### Paginafragment ###

Postkoets

De nachtwagen van Van Gend en Loos, Geertruidenberg, 1880. Er was plaats voor vijftien personen. Dit was de laatste diligence die de route naar ‘s-Hertogenbosch verzorgde, omdat de reizigers vanaf 1886 de voorkeur gaven aan vervoer per trein. In 1888 stopte Van Gend en Loos met personenvervoer op dit traject. Aquarel van A.E. Grolman.
Bron: Brabant-Collectie, Universtiteit Tilburg.

In 1844 waren auto’s nog niet uitgevonden en de aanleg van spoorwegen stond in Nederland in de kinderschoenen. De inwoners van Geertruidenberg waren voor het vervoer van personen en goederen aangewezen op een schip dan wel paard en wagen. De brug die Geertruidenberg vanaf dat jaar met Raamsdonksveer verbond, betekende voor beide vervoersmogelijkheden een uitdaging. Voor schepen moest de brug open en voor paard en wagen moest tol betaald worden. Toch betekende de brug een grote vooruitgang in het personenvervoer, want vanaf toen kon een diligenceverbinding tot stand gebracht worden over de Langstraat naar ’s-Hertogenbosch en via Raamsdonksveer naar Gorinchem. ‘Van Gend en Loos’ verzorgde vervoersdiensten voor reizigers, goederen en geld via een uitgebreid netwerk in heel Nederland en België. Tussen 1866 en 1920 was er een vestiging van dit bedrijf in Geertruidenberg.

###

Opdrachten:
a. Voor hoeveel personen bood de nachtwagen van Van Gend en Loos volgens de tekst over de postkoets plaats?
b. Geef bij elk van de volgende beweringen aan of zij overeenstemt met de tekst over de postkoets, en onderbouw elk antwoord met een letterlijk citaat uit die tekst.
(i) Van Gend en Loos beëindigde in 1888 het personenvervoer op het traject naar 's-Hertogenbosch.
(ii) Voor paard en wagen was het gebruik van de brug kosteloos.
(iii) Van Gend en Loos had tussen 1866 en 1920 een vestiging in Geertruidenberg.
c. Hervat de tekst over de postkoets na de laatste zin ervan.
De vermeldingen vormen afzonderlijk materiaal en staan los van de tekst over de postkoets.

### Gegevensfragmenten ###

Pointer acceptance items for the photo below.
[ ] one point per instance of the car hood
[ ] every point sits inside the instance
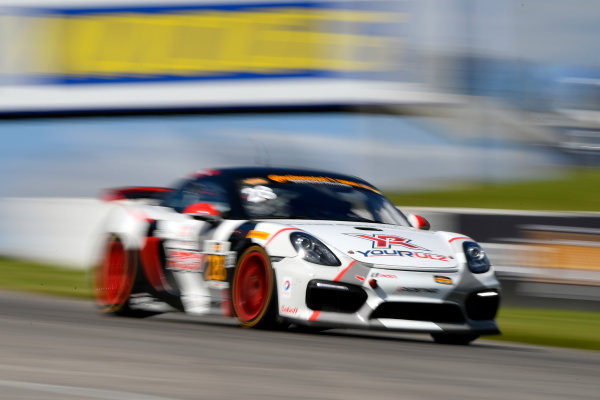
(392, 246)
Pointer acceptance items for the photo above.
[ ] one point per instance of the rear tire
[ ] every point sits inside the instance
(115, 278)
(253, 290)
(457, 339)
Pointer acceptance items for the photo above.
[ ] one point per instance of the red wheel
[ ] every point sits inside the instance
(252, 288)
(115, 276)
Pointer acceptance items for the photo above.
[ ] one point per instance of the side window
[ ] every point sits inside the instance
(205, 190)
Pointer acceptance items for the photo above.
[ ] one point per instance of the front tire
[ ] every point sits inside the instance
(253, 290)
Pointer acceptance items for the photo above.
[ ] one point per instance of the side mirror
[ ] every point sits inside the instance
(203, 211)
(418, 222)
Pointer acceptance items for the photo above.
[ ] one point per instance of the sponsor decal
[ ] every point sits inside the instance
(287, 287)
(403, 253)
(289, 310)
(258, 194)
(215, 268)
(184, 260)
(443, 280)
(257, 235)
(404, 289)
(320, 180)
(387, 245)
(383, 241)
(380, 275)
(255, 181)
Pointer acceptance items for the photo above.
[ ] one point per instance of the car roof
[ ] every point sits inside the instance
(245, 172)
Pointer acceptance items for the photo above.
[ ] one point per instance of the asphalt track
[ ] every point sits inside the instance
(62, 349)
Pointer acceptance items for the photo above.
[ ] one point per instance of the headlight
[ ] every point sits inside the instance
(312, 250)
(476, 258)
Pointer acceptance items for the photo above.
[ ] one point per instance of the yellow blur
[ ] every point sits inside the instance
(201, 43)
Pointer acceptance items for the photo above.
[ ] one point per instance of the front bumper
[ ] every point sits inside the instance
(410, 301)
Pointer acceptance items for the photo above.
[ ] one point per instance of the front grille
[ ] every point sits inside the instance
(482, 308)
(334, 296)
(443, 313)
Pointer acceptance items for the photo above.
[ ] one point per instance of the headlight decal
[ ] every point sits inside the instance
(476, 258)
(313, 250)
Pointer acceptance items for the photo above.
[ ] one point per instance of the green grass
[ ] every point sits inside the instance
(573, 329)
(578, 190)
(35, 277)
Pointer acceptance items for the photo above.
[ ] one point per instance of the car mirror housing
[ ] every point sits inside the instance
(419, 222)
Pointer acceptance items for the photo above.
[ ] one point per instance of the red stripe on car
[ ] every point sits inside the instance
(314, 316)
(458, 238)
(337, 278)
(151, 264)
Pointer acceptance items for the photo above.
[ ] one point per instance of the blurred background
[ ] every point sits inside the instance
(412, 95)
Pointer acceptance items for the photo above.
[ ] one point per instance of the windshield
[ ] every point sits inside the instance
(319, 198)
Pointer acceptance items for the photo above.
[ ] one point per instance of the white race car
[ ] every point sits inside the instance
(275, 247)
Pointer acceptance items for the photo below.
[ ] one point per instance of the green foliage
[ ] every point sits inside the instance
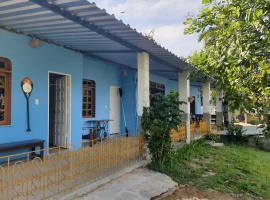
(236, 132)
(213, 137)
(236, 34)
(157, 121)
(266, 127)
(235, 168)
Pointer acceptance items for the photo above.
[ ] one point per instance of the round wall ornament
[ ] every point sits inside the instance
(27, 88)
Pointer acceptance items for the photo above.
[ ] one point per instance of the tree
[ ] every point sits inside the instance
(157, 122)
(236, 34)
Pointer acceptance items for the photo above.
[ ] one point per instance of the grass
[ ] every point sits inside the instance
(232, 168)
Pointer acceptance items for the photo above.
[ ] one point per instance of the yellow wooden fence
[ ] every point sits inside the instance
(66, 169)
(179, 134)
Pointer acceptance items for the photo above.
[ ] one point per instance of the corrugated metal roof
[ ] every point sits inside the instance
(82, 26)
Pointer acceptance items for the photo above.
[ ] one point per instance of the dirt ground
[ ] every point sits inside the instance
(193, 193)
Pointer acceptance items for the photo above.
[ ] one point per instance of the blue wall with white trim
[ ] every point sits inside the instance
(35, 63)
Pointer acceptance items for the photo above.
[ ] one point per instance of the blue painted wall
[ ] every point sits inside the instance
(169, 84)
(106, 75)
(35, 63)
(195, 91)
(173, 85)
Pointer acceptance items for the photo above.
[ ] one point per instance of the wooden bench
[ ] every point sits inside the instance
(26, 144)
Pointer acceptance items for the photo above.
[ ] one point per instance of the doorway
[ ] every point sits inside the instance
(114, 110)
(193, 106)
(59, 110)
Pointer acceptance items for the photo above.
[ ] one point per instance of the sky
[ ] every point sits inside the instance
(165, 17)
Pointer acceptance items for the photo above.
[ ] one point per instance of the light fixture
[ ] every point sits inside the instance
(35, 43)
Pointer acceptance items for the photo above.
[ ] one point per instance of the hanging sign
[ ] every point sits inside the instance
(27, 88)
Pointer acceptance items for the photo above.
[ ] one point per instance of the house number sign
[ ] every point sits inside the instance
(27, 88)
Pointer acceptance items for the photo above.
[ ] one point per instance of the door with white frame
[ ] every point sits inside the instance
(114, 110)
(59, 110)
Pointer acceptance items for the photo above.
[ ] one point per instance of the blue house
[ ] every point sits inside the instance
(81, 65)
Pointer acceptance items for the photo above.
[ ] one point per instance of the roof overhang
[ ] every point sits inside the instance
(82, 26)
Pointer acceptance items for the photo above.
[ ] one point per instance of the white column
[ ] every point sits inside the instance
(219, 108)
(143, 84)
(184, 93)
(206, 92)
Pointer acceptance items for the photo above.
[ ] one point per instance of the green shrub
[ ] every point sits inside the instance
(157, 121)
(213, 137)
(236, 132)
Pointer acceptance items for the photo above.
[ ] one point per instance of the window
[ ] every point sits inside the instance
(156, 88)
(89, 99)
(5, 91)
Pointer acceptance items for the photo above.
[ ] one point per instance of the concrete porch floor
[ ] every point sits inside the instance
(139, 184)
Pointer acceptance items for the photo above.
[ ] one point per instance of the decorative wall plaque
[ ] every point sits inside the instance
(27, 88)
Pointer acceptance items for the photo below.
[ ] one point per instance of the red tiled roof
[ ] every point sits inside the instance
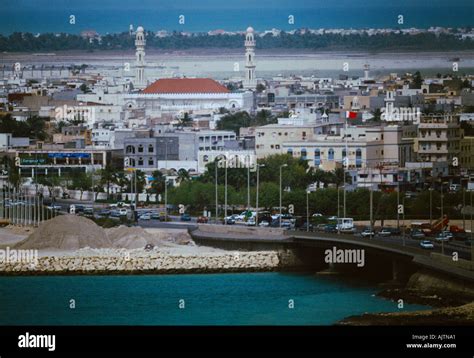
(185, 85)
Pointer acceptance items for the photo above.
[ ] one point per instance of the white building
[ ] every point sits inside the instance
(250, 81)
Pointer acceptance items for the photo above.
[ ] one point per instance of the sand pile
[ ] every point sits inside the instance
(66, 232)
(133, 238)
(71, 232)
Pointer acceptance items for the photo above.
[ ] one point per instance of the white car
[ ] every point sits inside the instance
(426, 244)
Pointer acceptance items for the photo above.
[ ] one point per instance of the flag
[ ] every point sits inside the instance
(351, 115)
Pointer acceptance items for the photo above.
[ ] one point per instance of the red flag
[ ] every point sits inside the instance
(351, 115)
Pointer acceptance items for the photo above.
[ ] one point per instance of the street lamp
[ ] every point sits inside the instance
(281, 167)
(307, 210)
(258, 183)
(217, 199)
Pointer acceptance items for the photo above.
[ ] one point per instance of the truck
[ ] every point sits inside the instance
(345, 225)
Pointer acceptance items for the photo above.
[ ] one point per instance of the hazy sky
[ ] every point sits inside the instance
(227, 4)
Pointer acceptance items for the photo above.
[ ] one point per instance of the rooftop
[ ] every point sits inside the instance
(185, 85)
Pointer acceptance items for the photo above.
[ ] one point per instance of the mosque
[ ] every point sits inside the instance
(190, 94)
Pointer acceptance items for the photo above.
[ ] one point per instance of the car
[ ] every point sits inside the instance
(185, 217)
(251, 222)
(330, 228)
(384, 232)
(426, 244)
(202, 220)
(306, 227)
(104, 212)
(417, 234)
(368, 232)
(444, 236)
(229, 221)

###

Uitgewerkte opdrachten:
a. Er was plaats voor vijftien personen.

b.
(i) Ja: "In 1888 stopte Van Gend en Loos met personenvervoer op dit traject."
(ii) Nee: "voor paard en wagen moest tol betaald worden"
(iii) Ja: "Tussen 1866 en 1920 was er een vestiging van dit bedrijf in Geertruidenberg."

c.
Niet alleen Van Gend en Loos profiteerde van de nieuwe brug. Ook particuliere vracht- en diligencerijders en postkoetsrijders van het Staatspostbedrijf maakten dankbaar gebruik van de verbeterde verbinding. Het Staatspostbedrijf, de verre voorloper van Post.nl, reed met koetsen de postpakketten rond. Over de nieuwe brug reed de postkoets naar Raamsdonksveer en vandaar verder naar Gorinchem. Bij Keizersveer was echter nog geen brug en moest de koets met een veerboot overgezet worden. In Raamsdonksveer sprak men niet van het Staatspostbedrijf maar van de “paardenposterij naar Gorinchem”.
Vanaf 1848 onderhield de radarstoomboot “Stad Geertruidenberg” een dagelijkse dienst op Rotterdam. Deze boot sloot aan op de diligences uit Langstraat, Breda en Tilburg. Vanaf 1900 werd deze dienstregeling op Rotterdam overgenomen door stoomvaartmaatschappij ‘THOR’, die tot in de jaren 50 van de twintigste eeuw actief was.
Met de komst van de treinverbinding in 1886 verloren de diligences en in mindere mate de stoomboot hun betekenis. Reizigers vonden de trein comfortabeler en sneller dan de hobbelende koetsen en de trage boot.